| JOBS |
A) Translate this sentence from the contributing guide below into Spanish: "Your aim is to confirm that the bug is either fixed, is invalid or still exists."
B) Carry the contributing guide below forward, picking up right after its final sentence.

| SELECTED EXTRACT |
We could use your help. If you are interesting in contributing then please join us on our Gitter development channel.
Here are some idea of how you can contribute
Test – help us test new candidate releases before they are released
Debug – check bug reports, create tests to highlight problems
Develop – add your Python developer skills to the mix
Document – help make our docs readable, useful and complete
Below we give you more detail on these:
Before we release new versions of the Toolkit we need people to check that they still work correctly. If you are a frequent user you might want to start using the release candidate on your current work and report any errors before we release them.
Compile and install the software to see if we have any platform issues:
Check for any files that are missing, tools that were not installed, etc.
Run unit tests to see if there are any issues. Please report any failures.
Finally, simply work with the software. Checking all your current usage patterns and report problems.
Make sure your familiar with the bug reporting guidelines.
Create a login for yourself at https://github.com
Then choose an issue
Now you need to try and validate the bug. Your aim is to confirm that the bug is either fixed, is invalid or still exists.
If its fixed please close the bug and give details of how when it was fixed or what version you used to validate it as corrected.
If you find that the bug reporter has made the incorrect assumptions or their suggestion cannot work. Then mark the bug as invalid and give reasons why.

Data entries:

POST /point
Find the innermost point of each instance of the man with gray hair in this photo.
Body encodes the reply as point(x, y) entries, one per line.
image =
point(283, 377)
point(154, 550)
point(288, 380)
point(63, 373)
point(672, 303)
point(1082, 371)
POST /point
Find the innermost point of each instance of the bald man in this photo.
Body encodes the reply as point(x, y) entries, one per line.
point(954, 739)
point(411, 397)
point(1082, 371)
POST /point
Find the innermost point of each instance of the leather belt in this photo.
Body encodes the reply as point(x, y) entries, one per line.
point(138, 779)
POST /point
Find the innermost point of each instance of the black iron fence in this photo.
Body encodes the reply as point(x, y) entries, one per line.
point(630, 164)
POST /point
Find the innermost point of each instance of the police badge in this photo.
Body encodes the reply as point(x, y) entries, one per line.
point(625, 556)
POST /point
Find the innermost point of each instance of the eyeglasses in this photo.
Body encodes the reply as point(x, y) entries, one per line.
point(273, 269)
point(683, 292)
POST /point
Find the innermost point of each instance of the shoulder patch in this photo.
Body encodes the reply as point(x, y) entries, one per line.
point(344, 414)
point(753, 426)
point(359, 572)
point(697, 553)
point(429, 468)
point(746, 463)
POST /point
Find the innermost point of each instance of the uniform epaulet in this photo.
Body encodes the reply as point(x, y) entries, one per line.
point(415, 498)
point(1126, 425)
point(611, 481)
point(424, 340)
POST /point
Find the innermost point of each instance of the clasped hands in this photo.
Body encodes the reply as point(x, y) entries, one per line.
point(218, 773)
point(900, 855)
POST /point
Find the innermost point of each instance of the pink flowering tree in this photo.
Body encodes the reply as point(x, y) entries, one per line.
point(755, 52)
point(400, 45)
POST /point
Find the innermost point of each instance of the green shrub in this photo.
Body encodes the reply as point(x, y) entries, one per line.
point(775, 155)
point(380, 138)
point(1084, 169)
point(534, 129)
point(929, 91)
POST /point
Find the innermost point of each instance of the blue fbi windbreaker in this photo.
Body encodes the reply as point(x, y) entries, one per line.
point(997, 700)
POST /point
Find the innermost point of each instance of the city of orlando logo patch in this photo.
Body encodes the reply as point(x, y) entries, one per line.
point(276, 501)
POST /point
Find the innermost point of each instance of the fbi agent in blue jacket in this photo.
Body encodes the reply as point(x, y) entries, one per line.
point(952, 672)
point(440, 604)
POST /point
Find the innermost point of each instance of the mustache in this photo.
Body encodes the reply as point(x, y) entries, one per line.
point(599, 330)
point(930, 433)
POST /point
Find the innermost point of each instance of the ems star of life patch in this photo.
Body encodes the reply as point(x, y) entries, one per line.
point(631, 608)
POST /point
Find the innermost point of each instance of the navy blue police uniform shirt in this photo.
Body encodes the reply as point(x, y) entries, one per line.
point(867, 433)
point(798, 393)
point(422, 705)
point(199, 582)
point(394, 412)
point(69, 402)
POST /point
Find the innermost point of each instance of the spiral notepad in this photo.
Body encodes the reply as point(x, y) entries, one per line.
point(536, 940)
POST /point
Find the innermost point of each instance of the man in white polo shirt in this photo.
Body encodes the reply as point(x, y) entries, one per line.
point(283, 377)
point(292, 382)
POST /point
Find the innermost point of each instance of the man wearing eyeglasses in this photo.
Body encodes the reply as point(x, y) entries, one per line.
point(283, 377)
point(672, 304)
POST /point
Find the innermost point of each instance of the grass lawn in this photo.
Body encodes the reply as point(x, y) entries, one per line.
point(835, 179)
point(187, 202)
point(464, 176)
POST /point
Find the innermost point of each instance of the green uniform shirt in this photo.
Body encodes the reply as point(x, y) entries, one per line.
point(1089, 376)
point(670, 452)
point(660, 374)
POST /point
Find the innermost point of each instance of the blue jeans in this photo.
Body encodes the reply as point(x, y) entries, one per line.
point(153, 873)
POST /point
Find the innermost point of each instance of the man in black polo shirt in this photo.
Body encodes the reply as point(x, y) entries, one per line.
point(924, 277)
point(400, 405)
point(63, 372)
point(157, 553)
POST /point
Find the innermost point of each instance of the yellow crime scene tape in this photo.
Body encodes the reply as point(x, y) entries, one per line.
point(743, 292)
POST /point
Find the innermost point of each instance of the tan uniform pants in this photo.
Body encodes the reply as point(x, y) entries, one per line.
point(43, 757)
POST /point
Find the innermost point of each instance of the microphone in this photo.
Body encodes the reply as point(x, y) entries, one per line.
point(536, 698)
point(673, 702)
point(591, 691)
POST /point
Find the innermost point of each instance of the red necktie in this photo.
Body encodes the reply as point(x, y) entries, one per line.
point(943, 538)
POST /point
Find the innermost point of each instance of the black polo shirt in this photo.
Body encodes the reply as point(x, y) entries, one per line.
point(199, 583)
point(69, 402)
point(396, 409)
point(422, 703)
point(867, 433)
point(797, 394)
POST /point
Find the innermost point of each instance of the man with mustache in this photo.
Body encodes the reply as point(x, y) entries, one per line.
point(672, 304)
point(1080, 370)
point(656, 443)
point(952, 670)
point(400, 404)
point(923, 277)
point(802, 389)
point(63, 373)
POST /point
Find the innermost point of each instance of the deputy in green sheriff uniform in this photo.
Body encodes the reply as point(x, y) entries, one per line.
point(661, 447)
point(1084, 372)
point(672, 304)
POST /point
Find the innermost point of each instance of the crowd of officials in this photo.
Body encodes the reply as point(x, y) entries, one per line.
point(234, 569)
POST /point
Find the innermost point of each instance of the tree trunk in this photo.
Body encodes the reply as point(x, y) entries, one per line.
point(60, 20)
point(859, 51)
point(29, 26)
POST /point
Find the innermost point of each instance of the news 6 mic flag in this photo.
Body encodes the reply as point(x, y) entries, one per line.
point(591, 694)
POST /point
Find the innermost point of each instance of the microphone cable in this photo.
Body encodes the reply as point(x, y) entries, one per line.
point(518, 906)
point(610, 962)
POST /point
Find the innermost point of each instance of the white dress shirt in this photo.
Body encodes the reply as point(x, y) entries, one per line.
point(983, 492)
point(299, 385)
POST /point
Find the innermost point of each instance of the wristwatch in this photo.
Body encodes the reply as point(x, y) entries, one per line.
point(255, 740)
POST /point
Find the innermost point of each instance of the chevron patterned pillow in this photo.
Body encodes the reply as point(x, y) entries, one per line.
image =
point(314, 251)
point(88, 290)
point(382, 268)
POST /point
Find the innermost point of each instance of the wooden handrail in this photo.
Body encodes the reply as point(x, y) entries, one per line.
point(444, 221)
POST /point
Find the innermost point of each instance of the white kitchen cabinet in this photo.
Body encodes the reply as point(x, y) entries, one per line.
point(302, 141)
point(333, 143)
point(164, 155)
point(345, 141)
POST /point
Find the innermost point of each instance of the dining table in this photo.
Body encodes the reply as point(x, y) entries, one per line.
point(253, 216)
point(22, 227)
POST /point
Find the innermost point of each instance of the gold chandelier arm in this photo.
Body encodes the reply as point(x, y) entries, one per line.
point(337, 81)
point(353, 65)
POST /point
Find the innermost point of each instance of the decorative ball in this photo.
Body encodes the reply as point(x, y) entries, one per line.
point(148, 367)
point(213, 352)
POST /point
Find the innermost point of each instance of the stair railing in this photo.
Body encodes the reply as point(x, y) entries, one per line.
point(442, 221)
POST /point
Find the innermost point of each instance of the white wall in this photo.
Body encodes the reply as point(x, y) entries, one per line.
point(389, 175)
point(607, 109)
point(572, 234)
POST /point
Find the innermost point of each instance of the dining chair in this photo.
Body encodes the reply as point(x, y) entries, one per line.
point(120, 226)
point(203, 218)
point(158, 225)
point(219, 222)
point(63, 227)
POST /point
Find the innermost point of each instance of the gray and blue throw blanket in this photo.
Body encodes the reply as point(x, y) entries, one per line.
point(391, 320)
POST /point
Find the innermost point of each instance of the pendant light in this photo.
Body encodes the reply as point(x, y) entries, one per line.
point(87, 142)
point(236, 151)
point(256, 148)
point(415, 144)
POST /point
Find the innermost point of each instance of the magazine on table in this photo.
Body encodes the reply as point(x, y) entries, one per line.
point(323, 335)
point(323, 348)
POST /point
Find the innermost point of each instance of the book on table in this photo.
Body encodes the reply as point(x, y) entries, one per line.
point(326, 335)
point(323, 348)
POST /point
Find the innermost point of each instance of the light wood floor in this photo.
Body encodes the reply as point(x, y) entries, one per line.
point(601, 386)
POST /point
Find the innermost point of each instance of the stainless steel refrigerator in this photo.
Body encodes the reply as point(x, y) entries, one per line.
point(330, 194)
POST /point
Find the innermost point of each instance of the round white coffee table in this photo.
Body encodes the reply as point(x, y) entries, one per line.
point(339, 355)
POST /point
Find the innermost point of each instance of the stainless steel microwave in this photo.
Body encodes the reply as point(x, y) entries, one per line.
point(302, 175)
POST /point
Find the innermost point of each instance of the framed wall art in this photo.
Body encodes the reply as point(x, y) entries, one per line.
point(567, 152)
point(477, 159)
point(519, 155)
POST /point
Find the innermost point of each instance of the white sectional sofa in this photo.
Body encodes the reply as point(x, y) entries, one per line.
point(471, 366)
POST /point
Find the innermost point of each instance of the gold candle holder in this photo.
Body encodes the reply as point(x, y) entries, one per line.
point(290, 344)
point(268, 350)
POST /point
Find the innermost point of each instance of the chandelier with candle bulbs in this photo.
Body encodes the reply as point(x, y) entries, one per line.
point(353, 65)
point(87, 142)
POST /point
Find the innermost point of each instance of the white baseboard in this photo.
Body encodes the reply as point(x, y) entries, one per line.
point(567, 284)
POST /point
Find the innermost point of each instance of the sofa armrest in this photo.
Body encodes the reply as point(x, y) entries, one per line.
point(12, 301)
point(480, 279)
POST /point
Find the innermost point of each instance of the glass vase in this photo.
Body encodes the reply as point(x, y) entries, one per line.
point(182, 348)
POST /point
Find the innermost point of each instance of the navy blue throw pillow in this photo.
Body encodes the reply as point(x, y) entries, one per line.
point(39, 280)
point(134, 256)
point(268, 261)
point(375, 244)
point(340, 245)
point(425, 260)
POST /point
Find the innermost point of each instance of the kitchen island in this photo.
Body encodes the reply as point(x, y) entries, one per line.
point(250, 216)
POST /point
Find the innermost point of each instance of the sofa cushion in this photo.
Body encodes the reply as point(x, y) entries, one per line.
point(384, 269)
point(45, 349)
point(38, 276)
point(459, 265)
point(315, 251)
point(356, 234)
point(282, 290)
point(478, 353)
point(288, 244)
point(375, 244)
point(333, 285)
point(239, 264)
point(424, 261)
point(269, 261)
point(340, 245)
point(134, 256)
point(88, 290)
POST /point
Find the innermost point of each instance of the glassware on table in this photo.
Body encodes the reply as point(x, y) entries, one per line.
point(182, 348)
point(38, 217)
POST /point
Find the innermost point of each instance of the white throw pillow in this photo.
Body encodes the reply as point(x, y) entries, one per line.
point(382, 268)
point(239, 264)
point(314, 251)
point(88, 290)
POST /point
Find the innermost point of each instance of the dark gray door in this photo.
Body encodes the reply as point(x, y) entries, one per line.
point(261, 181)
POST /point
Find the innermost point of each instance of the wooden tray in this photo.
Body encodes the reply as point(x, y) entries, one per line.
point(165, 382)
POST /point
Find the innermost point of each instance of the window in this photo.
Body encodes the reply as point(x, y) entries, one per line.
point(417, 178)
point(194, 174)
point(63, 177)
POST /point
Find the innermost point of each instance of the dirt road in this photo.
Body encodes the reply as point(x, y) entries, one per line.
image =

| TASK-BY-TASK RESULTS |
A) Tu objetivo es confirmar que el error está corregido, que no es válido o que todavía existe.

B)
The last case, an existing bug is the most interesting. Check through the bug and do the following:
Fix up the summary to make it clear what the bug is
Create new bugs for separate issues
Set severity level and classifications correctly
Add examples to reproduce the bug, or make the supplied files simpler
If you can identify the bug but not fix it then explain what needs fixing
Move on to the next bug
Don’t ignore this area if you feel like you are not a hotshot coder!
You will need some Python skills, this is a great way to learn.
Here are some ideas to get you going:
Write a test to expose some bug
Try to fix the actual code to fix your bug
Add a small piece of functionality that helps you
Document the methods in especially the base class and derived classes
Add a format type and converters
Add more features to help our formats conform to the standards
You will definitely need to be on the Development channel
Now is the time to familiarise yourself with the developers guide.
This is the easy one. Login to the wiki and start!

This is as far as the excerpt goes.